# [Article]
···
Tom Lane wrote:
Richard Huxton <dev@archonet.com> writes:

There are two things (AFAICT) you need to be able to do to update (NOTE - not insert) a view.
1. Identify the underlying table(s) for the updated column(s)
2. Identify (primary) key values for the table(s) being updated.
So - I could have a join listing users and how many email aliases they have (so sum()) and still update their name, so long as the key for the users table was present in the view.


No; you'd also have to have some guarantee that a given underlying table
row gives rise to at most one join row.  If the same table row gives
rise to multiple join rows, then a request specifying an UPDATE of just
one of those join rows can't be satisfied.
···
# [Data segment]
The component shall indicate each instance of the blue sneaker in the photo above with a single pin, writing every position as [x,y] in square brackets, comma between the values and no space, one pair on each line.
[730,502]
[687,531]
···
# [Goal]
From the message about updating a view, list every requirement it gives for updating a view, including the one the reply adds. You won't need the listing for this.

# [Written answer]
- Identify the underlying table(s) for the updated column(s).
- Identify (primary) key values for the table(s) being updated.
- Have some guarantee that a given underlying table row gives rise to at most one join row.